[Dataset extract]

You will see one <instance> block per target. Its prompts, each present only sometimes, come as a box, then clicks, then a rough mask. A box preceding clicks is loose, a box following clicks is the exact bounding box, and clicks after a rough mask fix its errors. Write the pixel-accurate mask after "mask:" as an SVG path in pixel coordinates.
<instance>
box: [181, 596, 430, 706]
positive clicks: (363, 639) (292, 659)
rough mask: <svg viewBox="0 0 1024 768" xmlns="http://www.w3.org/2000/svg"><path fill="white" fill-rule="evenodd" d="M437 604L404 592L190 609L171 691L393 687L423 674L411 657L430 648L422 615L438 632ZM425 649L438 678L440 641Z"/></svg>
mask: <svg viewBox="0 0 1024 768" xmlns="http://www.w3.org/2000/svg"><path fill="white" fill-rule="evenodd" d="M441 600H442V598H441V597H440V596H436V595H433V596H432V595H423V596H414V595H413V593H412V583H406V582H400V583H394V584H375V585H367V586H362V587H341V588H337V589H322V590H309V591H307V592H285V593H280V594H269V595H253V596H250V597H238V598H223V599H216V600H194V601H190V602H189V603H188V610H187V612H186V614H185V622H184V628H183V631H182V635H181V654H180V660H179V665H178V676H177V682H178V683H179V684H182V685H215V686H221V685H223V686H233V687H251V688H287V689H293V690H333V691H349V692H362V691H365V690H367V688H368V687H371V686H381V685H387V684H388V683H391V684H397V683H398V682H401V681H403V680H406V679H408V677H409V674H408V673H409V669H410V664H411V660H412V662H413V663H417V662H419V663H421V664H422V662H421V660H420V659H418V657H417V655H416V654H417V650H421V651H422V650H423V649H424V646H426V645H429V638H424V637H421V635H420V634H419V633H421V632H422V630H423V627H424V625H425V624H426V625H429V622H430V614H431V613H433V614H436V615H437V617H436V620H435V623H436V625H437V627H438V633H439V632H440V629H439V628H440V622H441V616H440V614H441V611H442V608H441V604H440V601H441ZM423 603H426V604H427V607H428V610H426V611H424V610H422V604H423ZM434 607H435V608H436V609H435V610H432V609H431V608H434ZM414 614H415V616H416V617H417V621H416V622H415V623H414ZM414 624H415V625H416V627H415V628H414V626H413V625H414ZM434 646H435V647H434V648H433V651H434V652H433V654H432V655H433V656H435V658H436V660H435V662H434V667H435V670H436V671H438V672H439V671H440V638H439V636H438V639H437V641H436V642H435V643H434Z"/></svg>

[/Dataset extract]
[Dataset extract]

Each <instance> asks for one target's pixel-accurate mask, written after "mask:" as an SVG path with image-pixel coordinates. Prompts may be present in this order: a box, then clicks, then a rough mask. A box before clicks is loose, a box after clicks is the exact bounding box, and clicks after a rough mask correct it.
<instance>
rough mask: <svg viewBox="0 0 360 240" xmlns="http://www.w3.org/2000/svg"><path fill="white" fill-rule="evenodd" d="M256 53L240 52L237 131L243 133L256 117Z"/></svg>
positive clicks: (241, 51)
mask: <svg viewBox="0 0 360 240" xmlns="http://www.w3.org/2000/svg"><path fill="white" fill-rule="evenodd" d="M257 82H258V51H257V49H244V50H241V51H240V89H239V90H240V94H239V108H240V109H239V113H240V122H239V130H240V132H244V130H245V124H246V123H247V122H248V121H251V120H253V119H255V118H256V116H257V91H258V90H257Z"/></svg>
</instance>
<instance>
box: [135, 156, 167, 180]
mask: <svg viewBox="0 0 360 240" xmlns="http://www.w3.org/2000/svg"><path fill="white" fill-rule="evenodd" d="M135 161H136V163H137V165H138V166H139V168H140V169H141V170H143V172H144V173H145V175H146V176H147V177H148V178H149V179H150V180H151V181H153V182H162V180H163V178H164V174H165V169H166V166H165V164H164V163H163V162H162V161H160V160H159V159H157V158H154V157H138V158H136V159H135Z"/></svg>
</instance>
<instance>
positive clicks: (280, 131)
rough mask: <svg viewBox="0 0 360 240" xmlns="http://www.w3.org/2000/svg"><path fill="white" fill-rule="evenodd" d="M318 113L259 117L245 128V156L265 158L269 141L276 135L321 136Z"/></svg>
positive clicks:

[/Dataset extract]
[Dataset extract]

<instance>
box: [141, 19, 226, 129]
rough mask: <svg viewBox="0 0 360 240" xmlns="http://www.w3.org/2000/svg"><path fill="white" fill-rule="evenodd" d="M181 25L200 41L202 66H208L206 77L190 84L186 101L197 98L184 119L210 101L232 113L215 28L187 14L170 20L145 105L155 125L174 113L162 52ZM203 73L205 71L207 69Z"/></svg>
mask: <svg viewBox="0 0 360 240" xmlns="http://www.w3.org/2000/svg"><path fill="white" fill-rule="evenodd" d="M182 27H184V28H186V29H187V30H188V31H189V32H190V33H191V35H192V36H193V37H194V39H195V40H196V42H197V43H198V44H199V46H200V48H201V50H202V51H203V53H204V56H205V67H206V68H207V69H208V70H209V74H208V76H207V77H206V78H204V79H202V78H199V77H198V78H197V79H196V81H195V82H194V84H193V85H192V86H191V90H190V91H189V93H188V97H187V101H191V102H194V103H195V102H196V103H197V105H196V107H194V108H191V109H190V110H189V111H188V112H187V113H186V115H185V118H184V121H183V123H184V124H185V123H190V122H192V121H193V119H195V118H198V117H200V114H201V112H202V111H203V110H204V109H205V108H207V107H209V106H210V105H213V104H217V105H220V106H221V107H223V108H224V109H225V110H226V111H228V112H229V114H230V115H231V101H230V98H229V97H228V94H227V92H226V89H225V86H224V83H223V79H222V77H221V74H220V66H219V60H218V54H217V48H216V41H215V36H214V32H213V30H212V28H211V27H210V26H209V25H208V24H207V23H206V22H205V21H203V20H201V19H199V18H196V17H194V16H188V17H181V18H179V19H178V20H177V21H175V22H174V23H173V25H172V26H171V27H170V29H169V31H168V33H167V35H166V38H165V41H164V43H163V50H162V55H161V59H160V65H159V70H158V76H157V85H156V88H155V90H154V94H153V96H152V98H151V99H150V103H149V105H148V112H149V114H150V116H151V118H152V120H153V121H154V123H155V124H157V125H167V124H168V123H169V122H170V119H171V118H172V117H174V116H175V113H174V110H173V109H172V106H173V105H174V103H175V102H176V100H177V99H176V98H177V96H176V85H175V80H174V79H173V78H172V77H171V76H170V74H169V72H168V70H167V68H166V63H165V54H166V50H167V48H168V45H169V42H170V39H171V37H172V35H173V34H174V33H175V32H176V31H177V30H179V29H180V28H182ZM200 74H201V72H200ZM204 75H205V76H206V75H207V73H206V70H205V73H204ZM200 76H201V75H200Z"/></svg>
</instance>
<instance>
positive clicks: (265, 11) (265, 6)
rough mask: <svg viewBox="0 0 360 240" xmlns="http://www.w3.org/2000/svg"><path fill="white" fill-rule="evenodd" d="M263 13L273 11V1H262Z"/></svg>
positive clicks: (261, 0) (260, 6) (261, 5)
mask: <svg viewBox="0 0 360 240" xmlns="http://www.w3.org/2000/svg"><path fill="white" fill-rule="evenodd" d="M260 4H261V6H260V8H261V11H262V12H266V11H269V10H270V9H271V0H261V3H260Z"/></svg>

[/Dataset extract]

◆ Your instructions
Where a line above contains the word "bounding", copy that line.

◆ Exercise response
You will see one <instance> block per target. Its prompts, each present only sometimes, come as a box, then clicks, then a rough mask. A box preceding clicks is loose, a box following clicks is the exact bounding box, and clicks after a rough mask fix its errors. Write the pixel-accurate mask after "mask:" as an SVG path in pixel coordinates.
Each <instance> asks for one target's pixel-accurate mask, written after "mask:" as an SVG path with image-pixel coordinates. Prompts may be present in this order: a box, then clicks, then a rough mask. A box before clicks is loose, a box after clicks is the exact bounding box, and clicks after a rough mask correct it.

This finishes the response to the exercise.